◆ Work instructions ◆
Please return, word for word, the stretch of the Illinois River trip account from "Clearly we have" through "eat some brunch.".

◆ Excerpted passage ◆
⟨

Illinois River – 10:00 PM May 17 – 2:30 PM May 18, 2008


This last Saturday was the BLM sponsored “Rogue River Clean-up” from Hog Creek to Grave Creek. RRJ took a group of 26 students and parents from the Jacoby Creek Middle School to help pick-up trash. With flows just under 6,000 CFS, most of the trash was probably floating on downstream, however we still managed to pick up a lot of junk.

After the river clean up and lunch, Chip, Dana, and I headed back to Selma, cleaned up after the trip, and then drove down to Miami Bar on the Illinois. We left Selma around 8:15 PM on Saturday night and arrived at Miami Bar around 9:15. With a near-full moon over our heads, we pushed off at 10:00 PM and floated a quick mile to camp.

Due to the trip being somewhat spur-of-the-moment and mainly because we had no desire to spend time packing, here is what we had with us:

-6 bagels
-1 jar of jelly from Rose
-1 pound of beef jerky
-Some really good smoked tuna
-3 apples
-A few cliff bars
-12 PBRs
-12 MGDs
-12 Budweisers
-6 Black Butte Porters

Clearly we have priorities.

We fell asleep under the stars and woke up to a beautifully clear morning. We got up and tried to find something to do like breakdown the kitchen but soon realized that we didn’t have a kitchen. I went to breakdown the groover and then realized that we didn’t have a groover. Next up was the fire pan but, alas, we did not have one of those either. So, we threw our sleeping bags in the boats and pushed off at 7:00 AM sharp. By 8:30 AM we were at Pine Flat. We passed Klondike at 8:50. Soon after we caught up with a group and decided to pull over and eat some brunch.

After filling ourselves with bagels and smoked tuna, we continued downstream and reached South Bend at 10:35 AM. As we floated around the corner at South Bend, the Illinois River Circus pulled out in front of us and stared blankly downstream. They weren’t moving at the same pace so we waited to see if they would pull over before Prelude. Another group ahead of them seemed to be scouting Prelude from every angle possible and, from the looks of things, the Circus Act was about to begin. We pushed ahead (to a few grumbling voices, sorry about that) and headed down to Green Wall.

At Green Wall our plan was to run through without stopping to scout and just see what happens. We took two different routes and both worked out fairly well. I entered center and Chip entered far left. At the bottom we hung out for a brief second before pushing on down. As we floated through the narrows below the riffle after Green Wall we looked back upstream and saw what appeared to be an upside down blue boat heading our way. Apparently, the Show had started and carnage had begun! The boat eddied out on its own before the riffle but some of its contents didn’t. An oar came floating down with a few other miscellaneous items. We were able to collect the stuff and put it on a rock on the river bank where we hoped they could find it later.

⟩

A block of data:
⟨

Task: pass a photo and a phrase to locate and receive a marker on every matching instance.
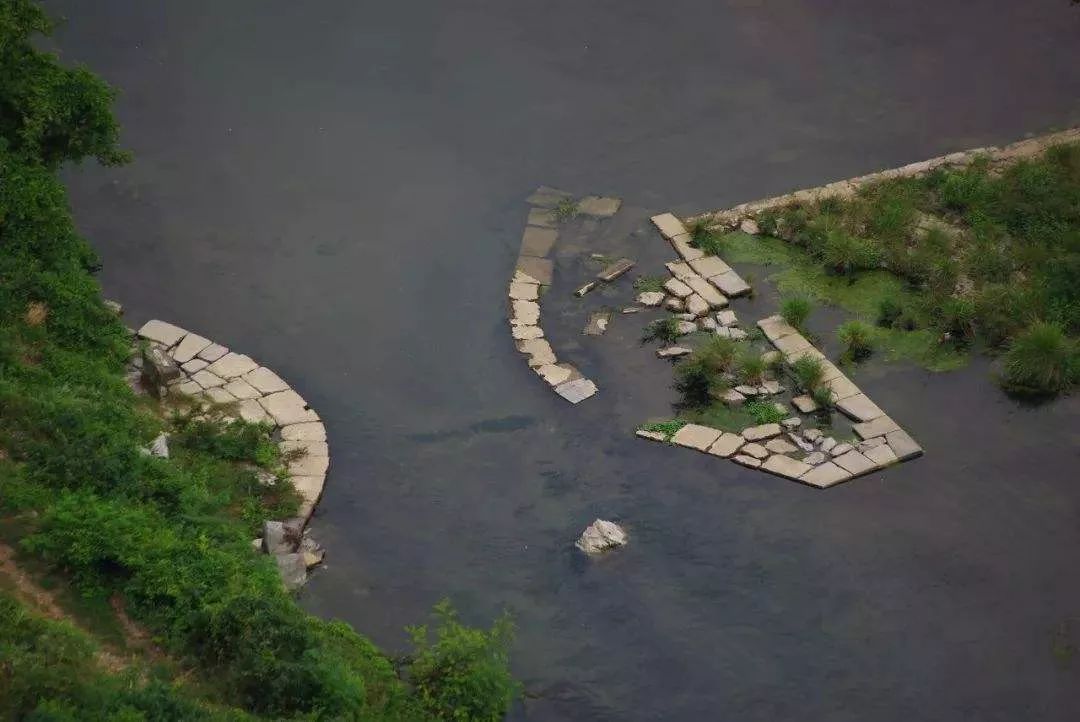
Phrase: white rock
(601, 535)
(162, 332)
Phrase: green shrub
(765, 412)
(858, 339)
(808, 372)
(795, 311)
(1041, 362)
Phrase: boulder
(599, 536)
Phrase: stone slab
(615, 270)
(598, 206)
(682, 245)
(669, 225)
(162, 332)
(730, 284)
(287, 407)
(825, 475)
(726, 445)
(538, 242)
(854, 462)
(710, 266)
(312, 431)
(903, 445)
(696, 436)
(760, 433)
(860, 408)
(265, 380)
(189, 348)
(785, 466)
(524, 291)
(577, 390)
(536, 270)
(232, 365)
(879, 426)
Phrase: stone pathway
(532, 276)
(194, 366)
(808, 457)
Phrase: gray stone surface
(669, 225)
(785, 466)
(598, 206)
(903, 445)
(673, 352)
(577, 390)
(860, 408)
(161, 332)
(265, 380)
(879, 426)
(189, 348)
(213, 352)
(730, 284)
(726, 445)
(696, 436)
(287, 407)
(602, 535)
(650, 298)
(854, 462)
(612, 271)
(761, 432)
(536, 270)
(825, 475)
(710, 266)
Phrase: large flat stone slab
(730, 284)
(669, 225)
(577, 390)
(903, 445)
(287, 407)
(536, 270)
(825, 475)
(710, 266)
(538, 241)
(162, 332)
(860, 408)
(598, 206)
(696, 436)
(785, 466)
(879, 426)
(189, 348)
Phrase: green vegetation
(1041, 362)
(858, 340)
(169, 537)
(957, 259)
(795, 311)
(643, 284)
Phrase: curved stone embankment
(731, 218)
(809, 455)
(192, 365)
(534, 273)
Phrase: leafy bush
(858, 339)
(765, 412)
(795, 311)
(1041, 362)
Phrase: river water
(336, 188)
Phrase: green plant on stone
(566, 209)
(808, 372)
(795, 311)
(1041, 361)
(664, 330)
(858, 339)
(765, 412)
(643, 284)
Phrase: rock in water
(601, 535)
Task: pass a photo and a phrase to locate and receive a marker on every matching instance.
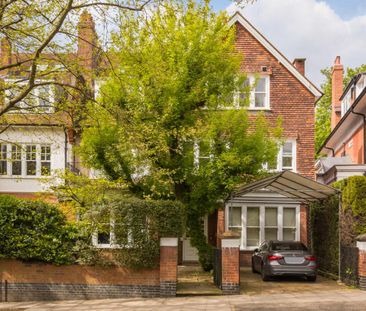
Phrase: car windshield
(288, 246)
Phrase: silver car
(276, 258)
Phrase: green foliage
(178, 70)
(34, 230)
(137, 226)
(324, 105)
(325, 240)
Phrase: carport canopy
(291, 185)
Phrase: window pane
(16, 160)
(261, 85)
(253, 216)
(234, 216)
(252, 236)
(204, 148)
(287, 148)
(287, 162)
(271, 217)
(289, 217)
(45, 168)
(103, 238)
(289, 234)
(270, 234)
(31, 167)
(260, 100)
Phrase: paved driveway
(282, 295)
(252, 284)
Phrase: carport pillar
(361, 244)
(230, 261)
(168, 266)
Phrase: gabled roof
(238, 18)
(290, 185)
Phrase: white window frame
(252, 81)
(23, 147)
(280, 207)
(196, 153)
(23, 108)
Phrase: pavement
(197, 292)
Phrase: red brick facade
(289, 99)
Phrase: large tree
(166, 122)
(324, 106)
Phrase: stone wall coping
(169, 242)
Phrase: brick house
(37, 137)
(344, 148)
(282, 91)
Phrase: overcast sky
(318, 30)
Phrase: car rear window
(288, 246)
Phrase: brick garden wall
(39, 281)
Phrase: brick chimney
(299, 64)
(337, 90)
(87, 44)
(5, 53)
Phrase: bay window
(258, 223)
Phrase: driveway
(252, 284)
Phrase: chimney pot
(337, 90)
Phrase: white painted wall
(53, 136)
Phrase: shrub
(34, 230)
(137, 225)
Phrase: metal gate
(217, 267)
(349, 265)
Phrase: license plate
(294, 260)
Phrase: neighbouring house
(344, 148)
(37, 137)
(276, 209)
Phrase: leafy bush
(325, 239)
(34, 230)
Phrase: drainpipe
(331, 149)
(364, 132)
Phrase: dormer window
(259, 92)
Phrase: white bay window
(258, 223)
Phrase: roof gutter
(358, 99)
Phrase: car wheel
(253, 269)
(265, 277)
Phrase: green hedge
(34, 230)
(324, 226)
(138, 225)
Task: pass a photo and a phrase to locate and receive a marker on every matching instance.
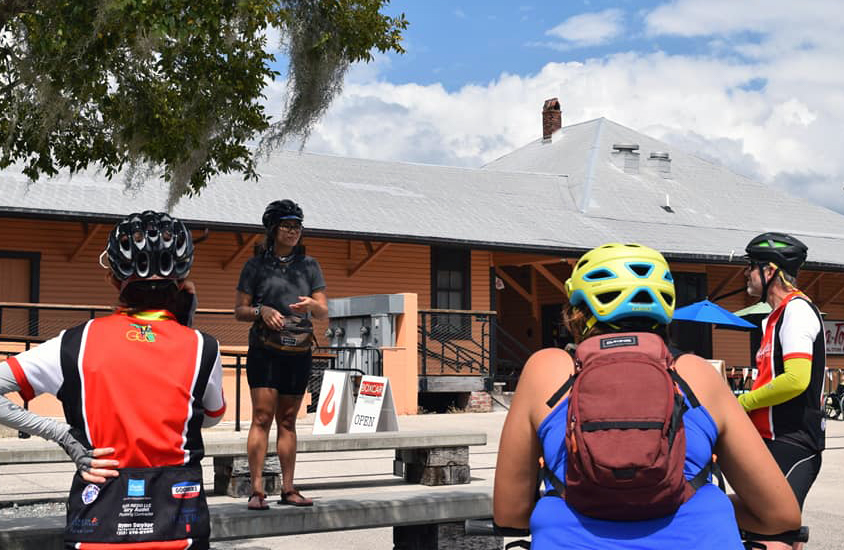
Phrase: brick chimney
(552, 118)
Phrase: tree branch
(9, 9)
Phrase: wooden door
(14, 287)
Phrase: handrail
(463, 311)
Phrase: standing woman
(279, 283)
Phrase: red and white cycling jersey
(143, 384)
(793, 330)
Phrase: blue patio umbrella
(710, 312)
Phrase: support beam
(371, 256)
(514, 284)
(814, 279)
(551, 278)
(202, 236)
(249, 243)
(723, 284)
(534, 303)
(89, 233)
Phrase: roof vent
(626, 157)
(660, 161)
(552, 118)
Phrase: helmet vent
(642, 297)
(599, 275)
(607, 297)
(641, 270)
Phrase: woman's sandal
(285, 499)
(257, 501)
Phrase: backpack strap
(559, 488)
(687, 390)
(552, 401)
(700, 479)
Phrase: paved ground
(326, 475)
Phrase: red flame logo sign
(326, 412)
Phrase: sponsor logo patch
(137, 488)
(185, 489)
(619, 342)
(80, 526)
(90, 494)
(140, 333)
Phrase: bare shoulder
(706, 383)
(547, 363)
(543, 374)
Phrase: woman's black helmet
(148, 244)
(281, 210)
(781, 249)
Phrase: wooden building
(501, 238)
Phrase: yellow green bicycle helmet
(618, 281)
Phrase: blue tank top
(705, 521)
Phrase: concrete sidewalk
(331, 475)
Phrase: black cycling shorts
(287, 373)
(800, 466)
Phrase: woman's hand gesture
(272, 318)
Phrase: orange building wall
(400, 268)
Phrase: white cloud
(589, 29)
(785, 132)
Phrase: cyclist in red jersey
(785, 402)
(139, 480)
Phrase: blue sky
(474, 42)
(757, 85)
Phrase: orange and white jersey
(141, 383)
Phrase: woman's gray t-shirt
(273, 283)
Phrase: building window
(451, 289)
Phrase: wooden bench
(425, 457)
(421, 520)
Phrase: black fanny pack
(140, 505)
(297, 335)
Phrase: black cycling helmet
(149, 244)
(281, 210)
(781, 249)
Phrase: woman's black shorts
(285, 372)
(800, 466)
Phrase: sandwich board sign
(375, 410)
(334, 410)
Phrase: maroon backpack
(625, 440)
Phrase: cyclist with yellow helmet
(628, 288)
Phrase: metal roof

⟩

◆ Output of the exercise ◆
Clearly we have priorities.

We fell asleep under the stars and woke up to a beautifully clear morning. We got up and tried to find something to do like breakdown the kitchen but soon realized that we didn’t have a kitchen. I went to breakdown the groover and then realized that we didn’t have a groover. Next up was the fire pan but, alas, we did not have one of those either. So, we threw our sleeping bags in the boats and pushed off at 7:00 AM sharp. By 8:30 AM we were at Pine Flat. We passed Klondike at 8:50. Soon after we caught up with a group and decided to pull over and eat some brunch.